## [What is expected]
Whenever an image turns up, omit it and return the remaining data exactly.

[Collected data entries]
= Beginning of Section =

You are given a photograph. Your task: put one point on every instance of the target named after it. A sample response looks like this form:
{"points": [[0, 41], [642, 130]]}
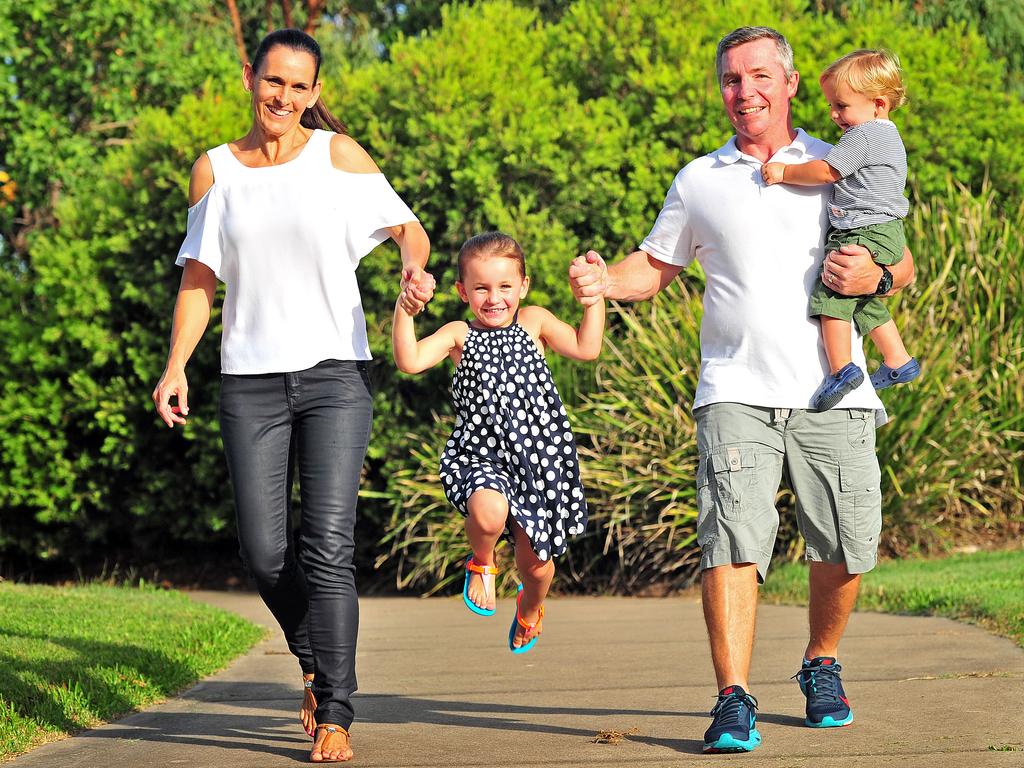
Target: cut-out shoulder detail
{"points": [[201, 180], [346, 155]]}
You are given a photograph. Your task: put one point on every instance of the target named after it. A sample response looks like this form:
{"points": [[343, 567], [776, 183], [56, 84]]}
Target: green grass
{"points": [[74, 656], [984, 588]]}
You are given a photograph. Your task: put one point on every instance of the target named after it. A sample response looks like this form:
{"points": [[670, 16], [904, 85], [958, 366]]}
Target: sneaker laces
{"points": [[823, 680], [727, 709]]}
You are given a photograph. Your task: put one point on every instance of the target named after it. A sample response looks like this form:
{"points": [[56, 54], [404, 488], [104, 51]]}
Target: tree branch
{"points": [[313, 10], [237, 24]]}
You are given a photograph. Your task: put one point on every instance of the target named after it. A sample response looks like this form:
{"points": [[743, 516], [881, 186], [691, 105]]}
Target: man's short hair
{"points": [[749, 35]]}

= End of Section =

## [Exercise response]
You are given a photograph. Your task: put one point on every instance of the target named after it. A sample response looks like this form:
{"points": [[0, 41], [642, 130]]}
Target: cut-out shoulder detail
{"points": [[201, 180], [346, 155]]}
You are given a photograph. Your task: put one point on every instance of the target named after it. A sample response looks like this form:
{"points": [[343, 567], [776, 183], [56, 84]]}
Target: green grass
{"points": [[74, 656], [984, 588]]}
You are given a photograph. Your task: put one point on every instance of the target named after it. A sample response looks like this form:
{"points": [[670, 16], [904, 85], [958, 366]]}
Target: sneaker laces
{"points": [[823, 680], [727, 709]]}
You are given a photograph. Your task: put one point on every instance of the target named after it. A sample response looks like this form:
{"points": [[56, 54], [404, 488], [104, 51]]}
Target: tree branch
{"points": [[313, 10], [237, 24]]}
You are given a photograph. Your task: put one point on every instance of the target named after it. A sample response looks like this form:
{"points": [[743, 516], [881, 186], [691, 105]]}
Target: man's short hair
{"points": [[749, 35]]}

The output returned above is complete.